═════ Texto da página

Despacho do presidente do Tribunal de 4 de Dezembro de 1991.
Matra SA contra Comissão das Comunidades Europeias.
Auxílios de Estado - Incentivos de base regional no secto automóvel.
Processo C-225/91 R.

Colectânea de Jurisprudência 1991 I-05823

ECLI identifier: ECLI:EU:C:1991:460

DESPACHO DO PRESIDENTE DO TRIBUNAL DE JUSTIÇA

4 de Dezembro de 1991 ( *1 )

No processo C-225/91 R,

Matra SA, sociedade de direito francês, com sede social em Paris, representada por M. Siragusa, advogado no foro de Roma, com domicílio escolhido no Luxemburgo no escritório dos advogados Arendt e Medërnach, 4, avenue Marie-Thérèse,

requerente,

contra

Comissão das Comunidades Europeias, representada por A. Abate, consultor jurídico principal, e por M. Nolin, membro do Serviço Jurídico, na qualidade de agentes, com domicílio escolhido no Luxemburgo no gabinete de R. Hayder, representante do Serviço Jurídico, Centre Wagner, Kirchberg,

requerida,

que tem por objecto principal um pedido de suspensão da execução da decisão da Comissão, comunicada por carta de 16 de Julho de 1991 às autoridades portuguesas e por carta de 30 de Julho do mesmo ano à Matra SA, que autorizou um programa de auxílios de Estado a uma empresa resultante dà associação entre a Ford Motor Company Inc ea Volkswagen AG, destinada à criação de uma fábrica de veículos automóveis monocorpo em Setúbal (Portugal),

o presidente do tribunal de Justiça profere o presente

Despacho

1

Por petição apresentada na Secretaria do Tribunal de Justiça em 6 de Setembro de 1991, a Matra SA (a seguir «Matra») pediu, ao abrigo do segundo parágrafo do artigo 173.° do Tratado CEE, a anulação da decisão da Comissão, comunicada por carta de 16 de Julho de 1991 às autoridades portuguesas e por carta de 30 de Julho do mesmo ano à Matra, que autorizou um programa de auxílios de Estado a uma empresa resultante da associação entre a Ford Motor Company Inc e a Volkswagen AG, destinada à criação de uma fábrica de veículos automóveis monocorpo em Setúbal (Portugal).

══════════
═════ Registos guardados

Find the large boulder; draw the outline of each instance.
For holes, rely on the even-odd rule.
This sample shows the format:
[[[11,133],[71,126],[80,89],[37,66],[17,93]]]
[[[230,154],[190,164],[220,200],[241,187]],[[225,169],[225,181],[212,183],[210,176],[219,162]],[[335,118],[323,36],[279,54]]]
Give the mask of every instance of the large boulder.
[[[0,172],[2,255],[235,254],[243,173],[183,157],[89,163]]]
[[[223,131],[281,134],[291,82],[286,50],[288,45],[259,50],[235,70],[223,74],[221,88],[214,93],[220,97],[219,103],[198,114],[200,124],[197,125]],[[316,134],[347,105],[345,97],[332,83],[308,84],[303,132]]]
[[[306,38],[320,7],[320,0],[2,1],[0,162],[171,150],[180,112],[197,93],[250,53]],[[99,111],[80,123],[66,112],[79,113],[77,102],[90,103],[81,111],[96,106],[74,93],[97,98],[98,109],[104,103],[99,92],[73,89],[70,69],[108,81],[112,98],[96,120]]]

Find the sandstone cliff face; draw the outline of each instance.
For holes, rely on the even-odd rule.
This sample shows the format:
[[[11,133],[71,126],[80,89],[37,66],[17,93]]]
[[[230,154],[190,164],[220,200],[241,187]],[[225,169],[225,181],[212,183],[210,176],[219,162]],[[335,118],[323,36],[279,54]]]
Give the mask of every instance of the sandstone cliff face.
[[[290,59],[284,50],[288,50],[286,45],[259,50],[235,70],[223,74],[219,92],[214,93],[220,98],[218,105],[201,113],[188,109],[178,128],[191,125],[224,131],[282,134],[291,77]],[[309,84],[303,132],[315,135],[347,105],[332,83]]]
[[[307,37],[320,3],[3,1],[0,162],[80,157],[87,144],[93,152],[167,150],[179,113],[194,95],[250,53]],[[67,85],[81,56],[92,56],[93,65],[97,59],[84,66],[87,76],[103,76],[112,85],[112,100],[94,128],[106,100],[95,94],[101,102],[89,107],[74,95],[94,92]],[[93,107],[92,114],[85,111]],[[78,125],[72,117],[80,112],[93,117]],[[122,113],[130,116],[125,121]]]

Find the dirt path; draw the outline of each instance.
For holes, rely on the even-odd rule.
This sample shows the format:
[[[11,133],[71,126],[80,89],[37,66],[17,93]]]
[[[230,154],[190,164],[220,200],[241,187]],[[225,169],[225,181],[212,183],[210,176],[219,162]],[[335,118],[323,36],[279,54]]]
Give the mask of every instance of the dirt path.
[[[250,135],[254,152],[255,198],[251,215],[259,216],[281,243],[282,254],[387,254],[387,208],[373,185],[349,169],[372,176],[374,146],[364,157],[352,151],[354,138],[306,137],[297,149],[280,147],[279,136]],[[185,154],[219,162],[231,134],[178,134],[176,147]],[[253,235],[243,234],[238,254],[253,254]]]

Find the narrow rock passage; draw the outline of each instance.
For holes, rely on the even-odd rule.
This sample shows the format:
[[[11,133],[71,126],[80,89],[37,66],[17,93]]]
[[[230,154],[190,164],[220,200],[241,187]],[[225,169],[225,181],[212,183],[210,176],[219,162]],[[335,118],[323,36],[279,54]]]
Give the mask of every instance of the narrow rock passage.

══════════

Instruções das tarefas
(1) Segundo o despacho, em que data deu entrada a petição da Matra SA na Secretaria do Tribunal de Justiça?
(2) Apresente em tabela Markdown as linhas da listagem que vão da linha que contém "Find the dirt" até ao fim da listagem, ambas incluídas. Use as colunas "N.º" e "Linha" e omita as linhas em branco.
O texto e a listagem provêm de fontes distintas.

Resultados obtidos
(1) Em 6 de Setembro de 1991.

(2)
| N.º | Linha |
|---|---|
| 1 | Find the dirt path; draw the outline of each instance. |
| 2 | For holes, rely on the even-odd rule. |
| 3 | This sample shows the format: |
| 4 | [[[11,133],[71,126],[80,89],[37,66],[17,93]]] |
| 5 | [[[230,154],[190,164],[220,200],[241,187]],[[225,169],[225,181],[212,183],[210,176],[219,162]],[[335,118],[323,36],[279,54]]] |
| 6 | Give the mask of every instance of the dirt path. |
| 7 | [[[250,135],[254,152],[255,198],[251,215],[259,216],[281,243],[282,254],[387,254],[387,208],[373,185],[349,169],[372,176],[374,146],[364,157],[352,151],[354,138],[306,137],[297,149],[280,147],[279,136]],[[185,154],[219,162],[231,134],[178,134],[176,147]],[[253,235],[243,234],[238,254],[253,254]]] |
| 8 | Find the narrow rock passage; draw the outline of each instance. |
| 9 | For holes, rely on the even-odd rule. |
| 10 | This sample shows the format: |
| 11 | [[[11,133],[71,126],[80,89],[37,66],[17,93]]] |
| 12 | [[[230,154],[190,164],[220,200],[241,187]],[[225,169],[225,181],[212,183],[210,176],[219,162]],[[335,118],[323,36],[279,54]]] |
| 13 | Give the mask of every instance of the narrow rock passage. |